## Ziel 1
Schreiben Sie aus dem Interview über den ORF die Stelle von „SN: Das könnte“ bis „ihren Konzepten auseinandersetzt.“ wortgetreu ab.
## Ziel 2
Führen Sie das Interview über den ORF im Anschluss an seinen letzten Satz fort.

## Ausgewählter Text
# # # # # # #

SN: Das könnte man als Appell für Lisa Totzauer als ORF-Generaldirektorin werten ...
Ich bitte um Verständnis, dass ich niemanden vorbeurteilen will. Das wäre als Aufsichtsrat auch nicht verantwortungsvoll. Alle potenziellen Kandidaten haben es sich verdient, dass man sich mit ihren Konzepten auseinandersetzt.
SN: Aber wenn Sie einen „starken Veränderungswillen“fordern, könnte man das zumindest als Plädoyer für einen Führungswechsel verstehen.
Ich will am Beginn einer Bewerbungsfrist wirklich keinen Kandidaten bewerten. Es ist ein Plädoyer für ein starkes Team und für Veränderungswillen. Übrigens auch im Interesse der Privatmedien: Wir brauchen einen starken Medienstandort. Dafür müssen wir weg vom Schrebergartendenken hin zu einem gemeinsamen Branchenbewusstsein. Das war mir in den vergangenen Jahren zu wenig da. Und das würde ich mir auch von einer neuen ORF-Führung erwarten.
SN: Ist es aber nicht verständlich, dass Privatmedien nicht begeistert sind, wenn ein öffentlich finanzierter Konkurrent neue Möglichkeiten bekommen soll, etwa im Digitalbereich? Natürlich kann ich das verstehen. Ich glaube aber, dass dieses Denken in eine Sackgasse führt. Der Medienstandort wird nicht überleben, wenn ein österreichischer Player dem anderen was wegnimmt. Wir leiden unter einem Blockadedenken, das zum Teil auf die Zeit des Schwarz-Weiß-Fernsehens zurückgeht. Es braucht nun neue Ansätze. Auch die ORF-Führung muss neue Partizipationsmöglichkeiten ausloten. Es wird viel an Innovation notwendig sein. Und auch der gesetzliche Rahmen muss zeitgemäß sein.
SN: Ein solcher Rahmen wäre durch ein neues ORF-Gesetz möglich. Wann, glauben Sie, wird das Gesetz kommen?
2022, ist meine Hoffnung. Auf einen Monat mehr oder weniger kommt es aber nicht an. Ich hoffe, es kommt zu einem größeren Wurf. Einem, der dem ORF neue Möglichkeiten einräumt, die Finanzierung nachhaltig absichert und neue Kooperationsformen ermöglicht. Es braucht das Bewusstsein, dass Qualitätsjournalismus gefördert werden muss. Ich denke da auch an junge Kolleginnen und Kollegen: Ein wichtiger Punkt wird sein, diese dazu zu bringen, sich im ORF und bei Privatmedien zu engagieren. Dafür braucht es neue Berufsbilder, neue Ausbildungskonzepte, es braucht viel mehr IT-Personal. Allein im ORF gehen bald Hunderte Kollegen in Pension. Das ist eine große Chance, junge Mitarbeiter zu gewinnen.

# # # # # # #

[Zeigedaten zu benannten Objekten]
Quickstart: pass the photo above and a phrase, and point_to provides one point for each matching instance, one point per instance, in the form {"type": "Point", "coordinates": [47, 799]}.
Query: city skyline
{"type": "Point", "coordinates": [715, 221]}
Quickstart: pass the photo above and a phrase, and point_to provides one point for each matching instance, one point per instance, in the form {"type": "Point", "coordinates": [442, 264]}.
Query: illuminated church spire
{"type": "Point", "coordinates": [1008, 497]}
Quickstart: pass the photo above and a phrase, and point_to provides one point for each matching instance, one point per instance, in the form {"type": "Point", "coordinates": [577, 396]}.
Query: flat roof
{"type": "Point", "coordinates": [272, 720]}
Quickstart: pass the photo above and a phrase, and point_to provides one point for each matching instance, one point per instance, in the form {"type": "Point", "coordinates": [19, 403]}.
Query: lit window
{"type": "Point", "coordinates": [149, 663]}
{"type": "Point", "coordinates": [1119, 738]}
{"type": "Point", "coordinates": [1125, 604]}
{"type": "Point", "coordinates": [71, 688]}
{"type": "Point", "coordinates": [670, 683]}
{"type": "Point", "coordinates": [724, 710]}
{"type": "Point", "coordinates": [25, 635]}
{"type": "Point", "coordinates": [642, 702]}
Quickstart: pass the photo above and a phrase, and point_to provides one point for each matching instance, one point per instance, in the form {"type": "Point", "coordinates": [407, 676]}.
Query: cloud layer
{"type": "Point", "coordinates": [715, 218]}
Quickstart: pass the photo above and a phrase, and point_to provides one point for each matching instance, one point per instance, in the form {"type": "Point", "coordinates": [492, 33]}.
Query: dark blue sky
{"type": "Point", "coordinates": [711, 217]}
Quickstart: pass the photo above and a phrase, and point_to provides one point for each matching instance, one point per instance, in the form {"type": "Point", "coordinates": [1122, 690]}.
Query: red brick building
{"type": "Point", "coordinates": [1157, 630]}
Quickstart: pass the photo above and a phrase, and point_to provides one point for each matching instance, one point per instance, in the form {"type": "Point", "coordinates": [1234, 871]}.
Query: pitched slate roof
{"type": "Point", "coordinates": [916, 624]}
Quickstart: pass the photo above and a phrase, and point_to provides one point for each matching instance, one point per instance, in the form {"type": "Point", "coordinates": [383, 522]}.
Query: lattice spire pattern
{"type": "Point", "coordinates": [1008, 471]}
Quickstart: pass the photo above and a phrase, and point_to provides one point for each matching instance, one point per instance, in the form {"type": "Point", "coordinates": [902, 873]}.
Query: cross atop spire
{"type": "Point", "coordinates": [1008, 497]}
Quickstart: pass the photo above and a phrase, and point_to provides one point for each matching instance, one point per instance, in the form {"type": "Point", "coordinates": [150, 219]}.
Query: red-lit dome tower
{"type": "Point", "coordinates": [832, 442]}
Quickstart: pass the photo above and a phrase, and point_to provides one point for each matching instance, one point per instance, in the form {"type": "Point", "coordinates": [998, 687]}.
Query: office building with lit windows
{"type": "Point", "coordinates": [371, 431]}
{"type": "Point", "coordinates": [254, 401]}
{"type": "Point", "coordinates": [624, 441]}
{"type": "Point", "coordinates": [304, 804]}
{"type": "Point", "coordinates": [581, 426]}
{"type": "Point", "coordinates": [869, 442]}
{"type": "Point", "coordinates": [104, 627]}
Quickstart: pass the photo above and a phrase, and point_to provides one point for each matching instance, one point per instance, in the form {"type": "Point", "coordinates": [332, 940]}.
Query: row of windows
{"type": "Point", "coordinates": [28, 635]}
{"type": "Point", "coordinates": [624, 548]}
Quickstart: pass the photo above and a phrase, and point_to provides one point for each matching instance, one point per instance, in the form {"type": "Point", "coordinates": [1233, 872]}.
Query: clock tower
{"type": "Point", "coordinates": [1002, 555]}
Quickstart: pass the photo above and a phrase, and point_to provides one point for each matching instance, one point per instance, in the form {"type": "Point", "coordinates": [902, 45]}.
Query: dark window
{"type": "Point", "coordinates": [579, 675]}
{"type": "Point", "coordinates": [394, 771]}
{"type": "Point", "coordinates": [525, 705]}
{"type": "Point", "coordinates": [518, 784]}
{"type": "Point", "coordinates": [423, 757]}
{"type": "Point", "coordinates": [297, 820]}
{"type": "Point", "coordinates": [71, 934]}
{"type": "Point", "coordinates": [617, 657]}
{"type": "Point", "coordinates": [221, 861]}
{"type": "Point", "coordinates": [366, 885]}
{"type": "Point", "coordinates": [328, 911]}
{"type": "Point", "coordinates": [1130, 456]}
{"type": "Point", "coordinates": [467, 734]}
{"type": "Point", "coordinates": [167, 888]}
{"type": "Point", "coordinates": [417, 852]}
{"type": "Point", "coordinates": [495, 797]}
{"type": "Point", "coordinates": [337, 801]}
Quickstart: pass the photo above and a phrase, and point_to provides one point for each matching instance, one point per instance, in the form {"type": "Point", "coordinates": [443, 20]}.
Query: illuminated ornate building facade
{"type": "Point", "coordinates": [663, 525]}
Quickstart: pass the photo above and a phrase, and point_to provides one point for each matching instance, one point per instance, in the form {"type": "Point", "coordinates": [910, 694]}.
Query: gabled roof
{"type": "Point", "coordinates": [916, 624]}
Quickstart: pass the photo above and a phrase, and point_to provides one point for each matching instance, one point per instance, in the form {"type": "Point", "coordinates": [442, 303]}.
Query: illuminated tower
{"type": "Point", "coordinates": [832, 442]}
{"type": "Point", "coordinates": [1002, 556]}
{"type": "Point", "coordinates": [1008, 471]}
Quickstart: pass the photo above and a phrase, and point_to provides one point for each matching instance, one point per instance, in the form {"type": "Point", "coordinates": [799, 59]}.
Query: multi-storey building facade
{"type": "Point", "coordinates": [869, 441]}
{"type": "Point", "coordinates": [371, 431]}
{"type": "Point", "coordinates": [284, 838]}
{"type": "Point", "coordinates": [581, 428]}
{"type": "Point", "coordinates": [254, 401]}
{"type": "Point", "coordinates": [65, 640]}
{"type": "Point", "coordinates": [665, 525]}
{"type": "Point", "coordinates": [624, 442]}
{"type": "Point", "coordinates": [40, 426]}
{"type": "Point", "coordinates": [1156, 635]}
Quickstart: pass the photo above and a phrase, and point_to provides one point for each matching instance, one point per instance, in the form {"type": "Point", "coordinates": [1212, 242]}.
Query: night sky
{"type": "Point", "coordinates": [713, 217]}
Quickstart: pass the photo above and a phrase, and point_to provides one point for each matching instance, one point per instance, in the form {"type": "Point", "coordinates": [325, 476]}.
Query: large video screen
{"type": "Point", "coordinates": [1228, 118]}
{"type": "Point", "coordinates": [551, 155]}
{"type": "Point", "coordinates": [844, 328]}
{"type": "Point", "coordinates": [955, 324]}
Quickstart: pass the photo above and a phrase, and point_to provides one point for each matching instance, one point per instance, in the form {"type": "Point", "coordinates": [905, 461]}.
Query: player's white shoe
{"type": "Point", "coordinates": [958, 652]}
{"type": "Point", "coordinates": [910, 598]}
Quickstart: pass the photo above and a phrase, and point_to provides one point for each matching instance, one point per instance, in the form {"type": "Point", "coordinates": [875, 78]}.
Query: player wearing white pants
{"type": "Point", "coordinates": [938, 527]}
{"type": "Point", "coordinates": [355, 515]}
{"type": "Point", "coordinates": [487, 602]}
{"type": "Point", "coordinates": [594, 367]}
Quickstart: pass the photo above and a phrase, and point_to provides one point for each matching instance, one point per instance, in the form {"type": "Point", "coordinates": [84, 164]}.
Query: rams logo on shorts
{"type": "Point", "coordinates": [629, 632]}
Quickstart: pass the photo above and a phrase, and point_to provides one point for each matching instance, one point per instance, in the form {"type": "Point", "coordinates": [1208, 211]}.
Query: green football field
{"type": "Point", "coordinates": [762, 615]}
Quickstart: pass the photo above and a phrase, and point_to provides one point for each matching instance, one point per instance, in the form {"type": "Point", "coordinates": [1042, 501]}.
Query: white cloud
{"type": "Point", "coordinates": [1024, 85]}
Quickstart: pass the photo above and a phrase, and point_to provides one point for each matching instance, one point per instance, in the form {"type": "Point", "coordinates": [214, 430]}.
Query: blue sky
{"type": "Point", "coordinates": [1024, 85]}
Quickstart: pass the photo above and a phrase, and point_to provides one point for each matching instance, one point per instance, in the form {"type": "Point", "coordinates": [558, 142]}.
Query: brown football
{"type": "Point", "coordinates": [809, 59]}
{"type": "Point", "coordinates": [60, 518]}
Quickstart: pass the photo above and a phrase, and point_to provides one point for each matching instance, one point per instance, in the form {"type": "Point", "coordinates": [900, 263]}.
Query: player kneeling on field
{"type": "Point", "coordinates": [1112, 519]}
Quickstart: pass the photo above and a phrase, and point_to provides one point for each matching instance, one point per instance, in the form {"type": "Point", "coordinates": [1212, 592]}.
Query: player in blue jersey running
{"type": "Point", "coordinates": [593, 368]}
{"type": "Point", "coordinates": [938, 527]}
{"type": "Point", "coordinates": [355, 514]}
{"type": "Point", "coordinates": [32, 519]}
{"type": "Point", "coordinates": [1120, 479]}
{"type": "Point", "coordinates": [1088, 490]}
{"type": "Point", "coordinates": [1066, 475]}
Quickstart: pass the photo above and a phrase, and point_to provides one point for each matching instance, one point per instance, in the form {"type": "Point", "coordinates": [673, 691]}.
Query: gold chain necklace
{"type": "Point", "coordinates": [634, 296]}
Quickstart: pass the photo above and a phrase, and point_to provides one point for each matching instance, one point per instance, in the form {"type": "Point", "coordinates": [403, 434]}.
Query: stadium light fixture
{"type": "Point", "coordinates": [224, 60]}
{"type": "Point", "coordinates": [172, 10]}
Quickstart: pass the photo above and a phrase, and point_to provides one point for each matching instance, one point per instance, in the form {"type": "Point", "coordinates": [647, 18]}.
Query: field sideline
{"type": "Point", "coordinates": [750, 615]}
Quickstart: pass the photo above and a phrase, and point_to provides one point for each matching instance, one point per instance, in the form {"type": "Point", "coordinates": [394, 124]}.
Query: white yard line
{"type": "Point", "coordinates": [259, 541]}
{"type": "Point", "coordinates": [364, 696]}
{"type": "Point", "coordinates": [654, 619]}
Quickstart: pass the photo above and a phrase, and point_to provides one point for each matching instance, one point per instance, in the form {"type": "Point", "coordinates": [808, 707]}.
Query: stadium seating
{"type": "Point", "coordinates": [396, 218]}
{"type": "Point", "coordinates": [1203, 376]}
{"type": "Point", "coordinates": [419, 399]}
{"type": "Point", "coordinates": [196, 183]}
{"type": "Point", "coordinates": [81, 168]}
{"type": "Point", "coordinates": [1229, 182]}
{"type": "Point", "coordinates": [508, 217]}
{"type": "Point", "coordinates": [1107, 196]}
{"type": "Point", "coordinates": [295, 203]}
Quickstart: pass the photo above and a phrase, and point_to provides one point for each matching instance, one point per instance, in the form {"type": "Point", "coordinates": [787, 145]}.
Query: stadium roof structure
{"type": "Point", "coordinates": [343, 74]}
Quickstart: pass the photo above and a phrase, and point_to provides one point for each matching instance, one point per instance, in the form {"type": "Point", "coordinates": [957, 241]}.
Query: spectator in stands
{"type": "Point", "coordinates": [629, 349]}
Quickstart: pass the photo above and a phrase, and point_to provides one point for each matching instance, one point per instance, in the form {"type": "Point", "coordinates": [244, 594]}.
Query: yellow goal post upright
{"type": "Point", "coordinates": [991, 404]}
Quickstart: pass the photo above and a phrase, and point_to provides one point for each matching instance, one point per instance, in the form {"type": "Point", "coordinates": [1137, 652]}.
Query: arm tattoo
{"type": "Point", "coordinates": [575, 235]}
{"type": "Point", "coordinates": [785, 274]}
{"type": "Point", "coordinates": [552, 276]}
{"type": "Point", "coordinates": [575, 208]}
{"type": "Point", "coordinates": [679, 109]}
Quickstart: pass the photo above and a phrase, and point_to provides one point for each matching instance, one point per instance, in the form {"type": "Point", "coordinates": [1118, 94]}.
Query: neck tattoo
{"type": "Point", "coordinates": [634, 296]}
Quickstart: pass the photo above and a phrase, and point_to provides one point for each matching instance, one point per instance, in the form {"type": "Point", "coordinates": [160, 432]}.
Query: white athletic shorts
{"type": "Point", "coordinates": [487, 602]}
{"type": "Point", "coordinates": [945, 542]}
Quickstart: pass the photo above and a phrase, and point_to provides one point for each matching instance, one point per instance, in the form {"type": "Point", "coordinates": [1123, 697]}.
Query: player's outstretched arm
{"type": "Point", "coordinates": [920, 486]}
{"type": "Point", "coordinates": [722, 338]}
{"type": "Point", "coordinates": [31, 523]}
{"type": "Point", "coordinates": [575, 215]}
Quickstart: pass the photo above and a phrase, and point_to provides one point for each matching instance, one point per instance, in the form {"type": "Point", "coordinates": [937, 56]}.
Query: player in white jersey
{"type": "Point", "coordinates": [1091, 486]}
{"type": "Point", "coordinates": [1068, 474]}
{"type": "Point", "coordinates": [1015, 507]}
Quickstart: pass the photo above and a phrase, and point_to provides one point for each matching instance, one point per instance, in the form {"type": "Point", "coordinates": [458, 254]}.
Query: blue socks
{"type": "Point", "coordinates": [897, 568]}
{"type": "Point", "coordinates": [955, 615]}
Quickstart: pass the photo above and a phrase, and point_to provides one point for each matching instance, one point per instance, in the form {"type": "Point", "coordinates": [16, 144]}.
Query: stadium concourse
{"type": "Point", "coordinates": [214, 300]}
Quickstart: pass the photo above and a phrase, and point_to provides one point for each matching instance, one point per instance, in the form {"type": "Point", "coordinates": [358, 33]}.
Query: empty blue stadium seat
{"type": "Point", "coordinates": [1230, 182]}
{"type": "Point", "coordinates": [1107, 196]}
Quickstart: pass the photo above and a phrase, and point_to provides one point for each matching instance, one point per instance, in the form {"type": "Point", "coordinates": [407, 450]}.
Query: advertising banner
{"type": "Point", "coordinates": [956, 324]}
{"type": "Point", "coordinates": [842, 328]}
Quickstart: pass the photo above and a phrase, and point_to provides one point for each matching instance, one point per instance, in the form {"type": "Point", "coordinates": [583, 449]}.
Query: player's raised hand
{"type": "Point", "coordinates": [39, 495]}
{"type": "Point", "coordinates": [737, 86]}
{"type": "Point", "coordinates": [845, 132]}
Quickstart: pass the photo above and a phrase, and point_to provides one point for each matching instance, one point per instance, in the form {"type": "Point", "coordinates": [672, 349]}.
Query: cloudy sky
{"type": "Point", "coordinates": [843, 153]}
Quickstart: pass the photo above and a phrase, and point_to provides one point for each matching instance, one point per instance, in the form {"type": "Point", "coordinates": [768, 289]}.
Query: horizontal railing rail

# # # # # # #

## Schriftliche Antwort 1
SN: Das könnte man als Appell für Lisa Totzauer als ORF-Generaldirektorin werten ...
Ich bitte um Verständnis, dass ich niemanden vorbeurteilen will. Das wäre als Aufsichtsrat auch nicht verantwortungsvoll. Alle potenziellen Kandidaten haben es sich verdient, dass man sich mit ihren Konzepten auseinandersetzt.

## Schriftliche Antwort 2
SN: Soll durch das neue Gesetz auch die Alleingeschäftsführung im ORF abgeschafft werden?
Ich sitze nicht am Verhandlungstisch. Aber ein derartiges Modell ist bei vielen Unternehmen gang und gäbe. Und ich kann auch nachvollziehen, dass viele ein solches Modell sehr positiv finden. Aber wird es dafür eine parlamentarische Mehrheit geben? Ich weiß es nicht.
SN: Bei der Wahl im August wird auf jeden Fall noch ein Alleingeschäftsführer gesucht. Rechnen Sie eigentlich mit weiteren Bewerbern?
Es ist ein gutes Zeichen, wenn sich qualifizierte Personen bewerben und es einen Wettbewerb der Ideen gibt. Aber ob man sich das zutraut, obliegt den Bewerbern selbst.
SN: Als Stiftungsrat könnten
Sie selbst jemanden nominieren. Werden Sie das tun?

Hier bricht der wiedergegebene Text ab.